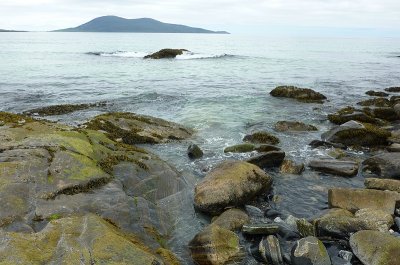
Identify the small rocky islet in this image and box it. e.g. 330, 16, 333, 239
0, 86, 400, 265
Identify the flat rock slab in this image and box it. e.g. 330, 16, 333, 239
350, 230, 400, 265
194, 161, 272, 215
309, 159, 359, 177
328, 188, 400, 214
364, 178, 400, 193
363, 153, 400, 179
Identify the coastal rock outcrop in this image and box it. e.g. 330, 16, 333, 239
321, 121, 391, 147
194, 161, 272, 215
86, 112, 193, 144
144, 49, 188, 59
350, 230, 400, 265
270, 86, 326, 103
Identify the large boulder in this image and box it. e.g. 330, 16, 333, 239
144, 49, 188, 59
0, 214, 164, 265
364, 178, 400, 193
328, 188, 400, 214
321, 121, 391, 147
363, 153, 400, 179
291, 236, 332, 265
270, 86, 326, 102
86, 112, 193, 144
189, 225, 244, 265
350, 230, 400, 265
308, 159, 359, 177
275, 121, 318, 132
194, 161, 272, 215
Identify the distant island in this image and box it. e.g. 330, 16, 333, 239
54, 16, 229, 34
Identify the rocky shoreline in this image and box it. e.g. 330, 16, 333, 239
0, 86, 400, 265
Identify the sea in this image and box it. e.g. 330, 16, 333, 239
0, 32, 400, 260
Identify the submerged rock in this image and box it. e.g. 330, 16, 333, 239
243, 131, 280, 145
259, 235, 284, 265
321, 121, 391, 147
279, 159, 304, 175
270, 86, 326, 103
187, 144, 203, 159
275, 121, 318, 132
144, 49, 188, 59
247, 151, 285, 168
363, 153, 400, 179
86, 112, 193, 144
291, 236, 332, 265
350, 231, 400, 265
194, 161, 272, 215
364, 178, 400, 193
308, 159, 359, 177
328, 188, 400, 214
365, 90, 389, 97
189, 225, 244, 265
24, 102, 107, 116
0, 214, 164, 265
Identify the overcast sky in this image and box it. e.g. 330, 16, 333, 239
0, 0, 400, 33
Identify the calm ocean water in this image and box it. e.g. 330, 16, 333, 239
0, 33, 400, 260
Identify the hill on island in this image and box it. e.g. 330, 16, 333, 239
56, 16, 229, 34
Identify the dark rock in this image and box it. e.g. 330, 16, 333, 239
+ + +
Problem statement. Copy the records from the start through the line holding "0, 32, 400, 260", inclusive, reproducing each line as it stands and omitting the pictures.

Full solution.
Identify the small rocky islet in this image and box it. e.g. 330, 16, 333, 239
0, 86, 400, 265
Identify the flat rock slab in this image and box it. e.g. 330, 16, 333, 239
350, 230, 400, 265
194, 161, 272, 215
309, 159, 359, 177
328, 188, 400, 214
364, 178, 400, 193
363, 153, 400, 179
Identify the coastal rock outcrop in this image and box it. e.g. 330, 16, 333, 239
321, 121, 391, 147
194, 161, 272, 215
86, 112, 193, 144
144, 49, 188, 59
350, 230, 400, 265
270, 86, 326, 103
Identify the large boulder in this image and box it. e.g. 330, 16, 333, 239
144, 49, 188, 59
0, 214, 164, 265
364, 178, 400, 193
328, 188, 400, 214
321, 121, 391, 147
363, 153, 400, 179
291, 236, 332, 265
270, 86, 326, 102
86, 112, 193, 144
189, 225, 244, 265
350, 230, 400, 265
308, 159, 359, 177
275, 121, 318, 132
194, 161, 272, 215
Identify the distant island in this image and box it. e.g. 330, 16, 333, 239
54, 16, 229, 34
Identify the rocky shoreline in this image and box it. e.g. 330, 16, 333, 239
0, 86, 400, 265
Identify the sea in this image and box it. e.g. 330, 16, 333, 239
0, 32, 400, 260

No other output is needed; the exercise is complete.